> Passage given
Data format	Raw input data files made up by the collection of word similarity datasets and pre-trained word embedding files. Raw output data files containing all raw similarity values returned by our experiments. Two different reproducible experimentation files to replicate all our experiments and results in two different ways as detailed in appendix B of our companion paper[1]. A post-processing script whose aim is to carry-out the data analysis of the raw output data generated by our experiments and automatically generating all data tables reported in our companion paper.
Experimental factors	Main criteria for the creation of this data collection has been to provide a self-contained reproducibility and experimentation package including all resources needed to reproduce all our experiments on word similarity and relatedness as well as generating all raw data and final results reported in our companion paper[1]from the primary input data used in our experiments. A second criteria of our data collection is to provide all raw and processed data generated in our experiments[1]for their direct use or as a means of verification for any independent replication of our experiments or further data analysis. A third criteria is to set a self-contained experimentation platform which can be used to generate new experiments on word similarity and relatedness by evaluating unconsidered methods or benchmarks. Finally, we point out that none preprocessing is needed to use our data.
Experimental features	All experiments were carried-out by running a reproducible experiment file with HESMLclient program and HESML V1R4 library[13].
Data source location	e-CienciaDatos, Repositorio de datos UNED. Consorcio Madroño, Madrid (Spain).
Data accessibility	https://doi.org/10.21950/AQ1CVX
Related research article	Lastra-Díaz, J. J., Goikoetxea, J., Hadj Taieb, M. A., García-Serrano, A., Ben Aouicha, M., Agirre, E., (2019). A reproducible survey on word embeddings and ontology-based methods for word similarity: linear combinations outperform the state of the art. Engineering Applications of Artificial Intelligence 85, 645–665 [1].

> Dataset records on object locations
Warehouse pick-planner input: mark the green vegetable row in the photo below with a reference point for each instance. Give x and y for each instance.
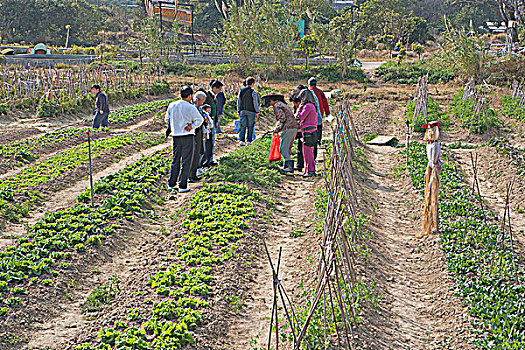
(215, 222)
(18, 192)
(479, 256)
(126, 114)
(26, 148)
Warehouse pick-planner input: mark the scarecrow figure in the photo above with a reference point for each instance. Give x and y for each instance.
(430, 210)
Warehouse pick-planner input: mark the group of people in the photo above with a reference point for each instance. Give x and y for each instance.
(304, 123)
(193, 123)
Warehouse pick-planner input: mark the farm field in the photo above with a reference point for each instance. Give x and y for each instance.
(144, 269)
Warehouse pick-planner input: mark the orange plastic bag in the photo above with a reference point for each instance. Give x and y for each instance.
(275, 154)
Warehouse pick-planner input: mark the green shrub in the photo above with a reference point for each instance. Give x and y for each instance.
(409, 72)
(512, 108)
(477, 123)
(434, 112)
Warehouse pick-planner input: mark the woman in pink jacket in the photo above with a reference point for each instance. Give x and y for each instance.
(307, 115)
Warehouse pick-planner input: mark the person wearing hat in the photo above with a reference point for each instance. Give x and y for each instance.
(183, 119)
(430, 219)
(101, 108)
(307, 114)
(324, 109)
(248, 109)
(286, 125)
(313, 99)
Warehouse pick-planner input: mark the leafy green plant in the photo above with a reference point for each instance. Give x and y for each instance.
(512, 108)
(475, 121)
(247, 165)
(478, 255)
(18, 193)
(215, 221)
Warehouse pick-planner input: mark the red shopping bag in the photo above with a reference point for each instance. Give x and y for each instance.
(275, 154)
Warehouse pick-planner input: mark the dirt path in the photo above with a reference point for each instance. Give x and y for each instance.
(418, 309)
(294, 212)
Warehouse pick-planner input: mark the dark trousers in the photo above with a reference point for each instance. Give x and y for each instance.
(182, 151)
(101, 119)
(319, 138)
(208, 151)
(197, 152)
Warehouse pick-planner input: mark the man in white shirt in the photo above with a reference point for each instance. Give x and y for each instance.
(183, 118)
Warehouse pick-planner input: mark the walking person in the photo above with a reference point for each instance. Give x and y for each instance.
(295, 98)
(207, 134)
(430, 218)
(286, 125)
(101, 108)
(307, 115)
(211, 100)
(183, 118)
(324, 110)
(198, 149)
(248, 109)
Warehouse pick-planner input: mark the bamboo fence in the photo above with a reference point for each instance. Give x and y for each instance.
(61, 85)
(336, 280)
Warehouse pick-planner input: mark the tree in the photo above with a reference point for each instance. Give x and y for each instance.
(467, 53)
(68, 28)
(338, 37)
(391, 17)
(157, 45)
(260, 26)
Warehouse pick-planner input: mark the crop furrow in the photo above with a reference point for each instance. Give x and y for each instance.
(52, 241)
(479, 256)
(514, 154)
(215, 222)
(20, 192)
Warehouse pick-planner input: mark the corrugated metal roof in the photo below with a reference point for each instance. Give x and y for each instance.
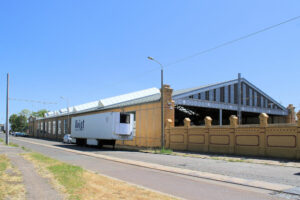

> Aim
Write the next part of the specification table on the word similarity data collection, beginning right after its final row. The data shown here are not required.

> Written response
Open in a new tab

Value of the data

•
This data is useful for the research community for certain reasons as follows. First, this data significantly simplifies the development of large benchmarks on word similarity and relatedness based on ontology-based methods and word embeddings, as well as the implementation of new methods, by gathering most word similarity and relatedness benchmarks, as well as most recent and best performing ontology-based semantic similarity measures based on WordNet and pre-trained word embedding models, together with all complementary software tools (see appendix B [1]) and report generation script (post-processing R-script) into a same repository [15] and common software platform [13]. Thus, this data avoids the tedious and sometimes complex task of gathering all these aforementioned experimentation resources, as well as the integration and set up of multiple independent software libraries and tools, or a software implementation from scratch of many methods reported in the literature. Second, this data provides for the first time a fully reproducible experimental survey of ontology-based semantic similarity measures and word embeddings implemented into a common software platform, which allows an easy replication of all methods, experiments and results on word similarity and relatedness reported in our companion paper [1]. And third, this data is expected to become into a standard benchmark for this line of research as well as a development platform for new methods and experiments.
•
The research community in the fields of Natural Language processing (NLP), Information Retrieval (IR) and Artificial Intelligence (AI) can benefit from this data by using it in some research tasks as follows: (1) evaluation of methods for the estimation of the degree of similarity and relatedness between words; (2) evaluation and development of applications based on word similarity and relatedness methods; (3) replication of benchmarks on word similarity and relatedness, such as those introduced in our companion paper [1]; (4) development of new methods for the estimation of word similarity and relatedness; (5) further data analysis and insights by analyzing the raw similarity and relatedness values returned by all methods evaluated in our companion paper [1]; and finally, (6) teaching and training on ontology-based semantic measures and word embeddings.
•
This data can be used for further insights and development of experiments by editing and running our main HESML-based experimentation file (see Table 1) to set up other unexplored word similarity benchmarks and pre-trained word embedding models, as well other new or existing word similarity methods implemented in HESML software library.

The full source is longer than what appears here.